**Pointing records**
________________________________________

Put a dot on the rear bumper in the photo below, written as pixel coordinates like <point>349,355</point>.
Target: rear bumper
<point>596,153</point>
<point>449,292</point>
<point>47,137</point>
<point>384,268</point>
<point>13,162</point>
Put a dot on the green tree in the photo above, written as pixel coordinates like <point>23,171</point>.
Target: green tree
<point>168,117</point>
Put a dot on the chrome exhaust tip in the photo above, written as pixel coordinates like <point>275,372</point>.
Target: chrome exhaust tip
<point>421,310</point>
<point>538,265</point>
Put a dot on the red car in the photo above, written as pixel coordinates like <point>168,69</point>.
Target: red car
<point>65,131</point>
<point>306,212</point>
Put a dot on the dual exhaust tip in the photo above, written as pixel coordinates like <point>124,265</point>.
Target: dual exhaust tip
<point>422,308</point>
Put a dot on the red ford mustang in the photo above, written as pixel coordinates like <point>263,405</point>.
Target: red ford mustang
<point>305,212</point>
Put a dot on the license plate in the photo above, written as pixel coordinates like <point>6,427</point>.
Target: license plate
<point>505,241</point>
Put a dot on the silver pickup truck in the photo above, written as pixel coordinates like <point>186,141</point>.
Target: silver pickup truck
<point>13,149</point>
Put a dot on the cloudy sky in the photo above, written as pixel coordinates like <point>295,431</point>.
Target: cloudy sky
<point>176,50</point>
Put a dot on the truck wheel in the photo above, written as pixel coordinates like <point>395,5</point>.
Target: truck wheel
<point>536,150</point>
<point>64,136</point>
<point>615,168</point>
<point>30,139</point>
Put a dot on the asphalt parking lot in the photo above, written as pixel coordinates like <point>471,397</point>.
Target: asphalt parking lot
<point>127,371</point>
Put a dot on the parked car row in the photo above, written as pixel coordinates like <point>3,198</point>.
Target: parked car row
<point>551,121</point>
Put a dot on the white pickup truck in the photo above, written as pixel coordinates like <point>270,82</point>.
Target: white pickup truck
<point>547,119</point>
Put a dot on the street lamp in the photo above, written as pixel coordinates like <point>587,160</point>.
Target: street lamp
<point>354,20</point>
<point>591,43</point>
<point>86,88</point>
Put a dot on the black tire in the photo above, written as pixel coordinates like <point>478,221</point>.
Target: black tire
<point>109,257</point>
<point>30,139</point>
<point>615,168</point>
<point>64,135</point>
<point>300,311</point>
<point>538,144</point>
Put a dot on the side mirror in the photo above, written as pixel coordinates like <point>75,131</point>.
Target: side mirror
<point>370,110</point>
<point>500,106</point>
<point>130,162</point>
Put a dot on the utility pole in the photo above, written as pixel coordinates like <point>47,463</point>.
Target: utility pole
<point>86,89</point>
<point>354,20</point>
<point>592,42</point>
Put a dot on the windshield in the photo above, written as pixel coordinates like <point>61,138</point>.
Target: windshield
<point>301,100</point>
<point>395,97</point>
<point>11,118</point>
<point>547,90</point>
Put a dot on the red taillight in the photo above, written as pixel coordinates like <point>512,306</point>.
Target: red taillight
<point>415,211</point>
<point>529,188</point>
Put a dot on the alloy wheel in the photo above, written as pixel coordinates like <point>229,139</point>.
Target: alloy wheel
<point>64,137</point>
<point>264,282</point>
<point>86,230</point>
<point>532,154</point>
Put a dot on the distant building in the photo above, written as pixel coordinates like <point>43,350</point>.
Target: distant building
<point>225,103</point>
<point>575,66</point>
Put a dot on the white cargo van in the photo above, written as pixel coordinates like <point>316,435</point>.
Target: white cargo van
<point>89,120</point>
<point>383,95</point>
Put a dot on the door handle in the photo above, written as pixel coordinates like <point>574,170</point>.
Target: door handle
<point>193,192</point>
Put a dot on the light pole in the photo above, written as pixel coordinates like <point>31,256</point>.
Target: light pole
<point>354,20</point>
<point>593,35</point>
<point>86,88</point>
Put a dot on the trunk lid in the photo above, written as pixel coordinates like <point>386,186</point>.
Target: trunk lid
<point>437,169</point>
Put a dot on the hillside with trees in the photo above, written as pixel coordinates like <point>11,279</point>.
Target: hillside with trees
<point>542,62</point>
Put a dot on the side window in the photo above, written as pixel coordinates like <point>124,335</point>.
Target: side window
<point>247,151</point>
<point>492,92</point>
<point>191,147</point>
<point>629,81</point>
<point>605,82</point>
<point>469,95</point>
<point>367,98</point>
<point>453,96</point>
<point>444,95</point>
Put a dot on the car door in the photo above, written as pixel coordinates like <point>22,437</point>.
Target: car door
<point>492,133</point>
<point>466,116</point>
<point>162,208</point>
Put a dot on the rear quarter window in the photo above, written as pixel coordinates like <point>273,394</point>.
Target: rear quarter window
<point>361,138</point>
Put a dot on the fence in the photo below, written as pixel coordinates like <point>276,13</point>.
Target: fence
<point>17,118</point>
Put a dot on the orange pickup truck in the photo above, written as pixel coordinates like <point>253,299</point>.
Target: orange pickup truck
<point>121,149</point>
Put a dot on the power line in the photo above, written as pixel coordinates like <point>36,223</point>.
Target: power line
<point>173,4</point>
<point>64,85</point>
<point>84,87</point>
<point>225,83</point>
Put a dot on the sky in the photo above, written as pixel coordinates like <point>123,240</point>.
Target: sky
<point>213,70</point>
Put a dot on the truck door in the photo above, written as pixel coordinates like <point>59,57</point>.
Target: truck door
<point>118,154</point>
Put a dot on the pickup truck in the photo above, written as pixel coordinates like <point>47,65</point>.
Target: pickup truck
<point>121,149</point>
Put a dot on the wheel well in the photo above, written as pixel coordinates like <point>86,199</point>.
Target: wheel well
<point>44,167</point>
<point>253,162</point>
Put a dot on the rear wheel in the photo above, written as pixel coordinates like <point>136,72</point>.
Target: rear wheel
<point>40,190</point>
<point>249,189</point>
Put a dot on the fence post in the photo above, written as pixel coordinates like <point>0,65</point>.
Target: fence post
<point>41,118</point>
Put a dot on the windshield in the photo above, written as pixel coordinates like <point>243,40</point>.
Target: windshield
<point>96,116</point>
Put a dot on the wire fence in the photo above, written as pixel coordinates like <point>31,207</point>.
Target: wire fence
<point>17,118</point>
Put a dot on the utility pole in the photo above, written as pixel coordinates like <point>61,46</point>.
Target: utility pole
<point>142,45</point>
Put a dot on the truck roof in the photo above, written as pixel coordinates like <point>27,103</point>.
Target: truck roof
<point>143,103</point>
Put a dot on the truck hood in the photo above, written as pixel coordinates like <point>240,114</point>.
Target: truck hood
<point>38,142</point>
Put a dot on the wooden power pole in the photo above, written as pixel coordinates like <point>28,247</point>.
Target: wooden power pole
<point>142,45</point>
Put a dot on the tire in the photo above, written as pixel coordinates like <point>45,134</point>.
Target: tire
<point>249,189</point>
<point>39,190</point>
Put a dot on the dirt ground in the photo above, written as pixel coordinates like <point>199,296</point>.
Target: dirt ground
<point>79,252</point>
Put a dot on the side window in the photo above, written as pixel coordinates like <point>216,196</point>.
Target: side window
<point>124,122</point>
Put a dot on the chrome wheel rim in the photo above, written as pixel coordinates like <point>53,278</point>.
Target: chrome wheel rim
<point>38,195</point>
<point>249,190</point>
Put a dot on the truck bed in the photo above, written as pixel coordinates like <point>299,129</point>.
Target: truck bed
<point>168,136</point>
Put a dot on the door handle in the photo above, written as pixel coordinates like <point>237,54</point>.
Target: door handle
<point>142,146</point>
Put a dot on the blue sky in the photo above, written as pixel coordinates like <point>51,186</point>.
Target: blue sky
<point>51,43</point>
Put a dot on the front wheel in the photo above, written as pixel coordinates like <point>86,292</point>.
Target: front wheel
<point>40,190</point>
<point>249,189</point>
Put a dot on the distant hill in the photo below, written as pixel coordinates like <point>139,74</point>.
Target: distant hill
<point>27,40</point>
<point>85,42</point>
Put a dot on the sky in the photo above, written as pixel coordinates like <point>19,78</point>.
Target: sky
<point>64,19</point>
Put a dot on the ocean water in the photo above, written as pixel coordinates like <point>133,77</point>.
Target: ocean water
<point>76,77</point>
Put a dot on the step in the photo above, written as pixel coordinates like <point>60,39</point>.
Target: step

________________________________________

Copy the records, starting at the first line and ending at the line containing "<point>168,117</point>", with both ends included. Keep every line as it is, except add 20 to each x and y coordinate in the answer points.

**RESPONSE TO THE TASK**
Put a dot on the rear bumper in the photo below, written as pixel coordinates like <point>349,355</point>.
Target: rear bumper
<point>616,173</point>
<point>469,312</point>
<point>67,157</point>
<point>404,288</point>
<point>33,182</point>
Put a dot on the green tree in the photo above, written as pixel coordinates like <point>23,171</point>.
Target: green tree
<point>188,137</point>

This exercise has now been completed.